**Contour labeling entries**.
◇ ◇ ◇ ◇ ◇
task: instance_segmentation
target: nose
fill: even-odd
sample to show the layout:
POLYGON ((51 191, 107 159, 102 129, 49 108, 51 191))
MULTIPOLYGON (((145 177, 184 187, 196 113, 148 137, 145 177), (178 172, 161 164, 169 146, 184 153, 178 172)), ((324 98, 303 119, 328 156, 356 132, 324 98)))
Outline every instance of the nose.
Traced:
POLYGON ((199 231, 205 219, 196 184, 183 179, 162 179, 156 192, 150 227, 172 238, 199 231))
◇ ◇ ◇ ◇ ◇
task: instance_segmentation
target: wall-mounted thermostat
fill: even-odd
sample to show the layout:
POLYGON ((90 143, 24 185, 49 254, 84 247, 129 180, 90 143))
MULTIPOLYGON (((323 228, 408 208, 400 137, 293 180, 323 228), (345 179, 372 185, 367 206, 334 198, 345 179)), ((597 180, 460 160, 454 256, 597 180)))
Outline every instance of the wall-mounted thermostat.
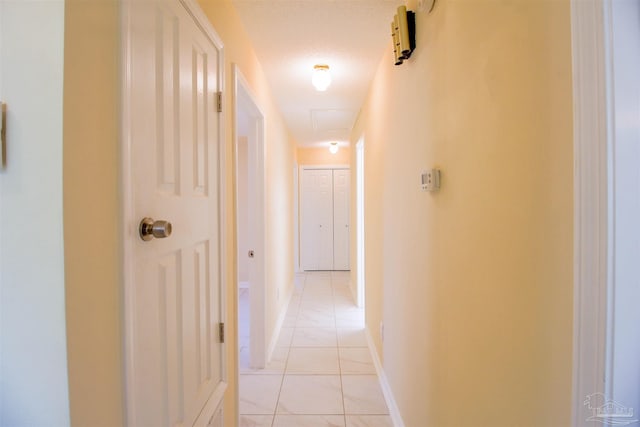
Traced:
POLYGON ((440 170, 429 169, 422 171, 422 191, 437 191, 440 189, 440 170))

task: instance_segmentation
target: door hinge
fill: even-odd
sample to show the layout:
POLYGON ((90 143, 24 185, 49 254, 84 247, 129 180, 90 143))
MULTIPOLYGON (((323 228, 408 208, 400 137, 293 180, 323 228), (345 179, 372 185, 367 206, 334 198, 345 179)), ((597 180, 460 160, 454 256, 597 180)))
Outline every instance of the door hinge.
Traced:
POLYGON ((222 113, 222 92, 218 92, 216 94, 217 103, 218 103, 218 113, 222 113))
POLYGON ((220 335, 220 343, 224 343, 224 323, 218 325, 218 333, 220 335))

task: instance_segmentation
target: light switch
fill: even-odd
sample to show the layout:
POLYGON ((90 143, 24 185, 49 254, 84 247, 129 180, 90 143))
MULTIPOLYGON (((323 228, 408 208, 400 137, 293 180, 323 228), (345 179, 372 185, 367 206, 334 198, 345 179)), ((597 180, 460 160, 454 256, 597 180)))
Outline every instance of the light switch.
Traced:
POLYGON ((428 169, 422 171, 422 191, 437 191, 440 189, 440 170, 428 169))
◇ ◇ ◇ ◇ ◇
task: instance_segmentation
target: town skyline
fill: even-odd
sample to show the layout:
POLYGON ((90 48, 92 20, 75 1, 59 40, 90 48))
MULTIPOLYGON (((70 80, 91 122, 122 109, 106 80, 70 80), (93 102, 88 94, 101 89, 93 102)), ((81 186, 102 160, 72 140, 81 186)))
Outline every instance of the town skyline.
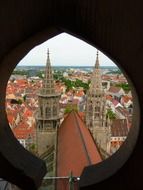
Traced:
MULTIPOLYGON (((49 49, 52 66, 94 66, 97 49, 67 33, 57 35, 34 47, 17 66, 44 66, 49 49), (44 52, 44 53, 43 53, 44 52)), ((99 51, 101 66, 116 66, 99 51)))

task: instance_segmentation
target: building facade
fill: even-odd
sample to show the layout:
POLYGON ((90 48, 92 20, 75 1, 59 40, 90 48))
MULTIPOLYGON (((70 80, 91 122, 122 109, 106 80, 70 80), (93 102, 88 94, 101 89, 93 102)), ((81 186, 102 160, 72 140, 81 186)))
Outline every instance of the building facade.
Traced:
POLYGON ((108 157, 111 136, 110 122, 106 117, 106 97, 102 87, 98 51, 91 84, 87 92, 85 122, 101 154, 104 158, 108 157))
◇ ◇ ◇ ◇ ◇
**Your task**.
Gather each line above that contains the word "target", and reproduce every such line in full.

**Full response**.
target: nose
target: wall-mounted thermostat
target: door hinge
target: light switch
target: town skyline
target: building facade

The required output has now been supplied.